● PROBLEM TO SOLVE: Collect each line of the material below that contains the string "mask", treating uppercase and lowercase letters as different.

*** Opening of STUDY MATERIAL ***

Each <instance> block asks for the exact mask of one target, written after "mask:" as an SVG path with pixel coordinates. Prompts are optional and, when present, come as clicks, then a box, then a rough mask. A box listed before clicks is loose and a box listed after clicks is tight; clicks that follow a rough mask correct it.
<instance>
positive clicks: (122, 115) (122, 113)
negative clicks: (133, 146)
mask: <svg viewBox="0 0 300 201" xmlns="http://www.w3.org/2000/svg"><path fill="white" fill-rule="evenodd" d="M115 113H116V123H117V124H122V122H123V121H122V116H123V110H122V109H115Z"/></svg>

*** Close of STUDY MATERIAL ***

● RESULT:
Each <instance> block asks for the exact mask of one target, written after "mask:" as an SVG path with pixel coordinates. Prompts are optional and, when present, come as clicks, then a box, then a rough mask. A box listed before clicks is loose and a box listed after clicks is tight; clicks that follow a rough mask correct it.
mask: <svg viewBox="0 0 300 201" xmlns="http://www.w3.org/2000/svg"><path fill="white" fill-rule="evenodd" d="M115 113H116V123H117V124H122V122H123V121H122V116H123V110H122V109H115Z"/></svg>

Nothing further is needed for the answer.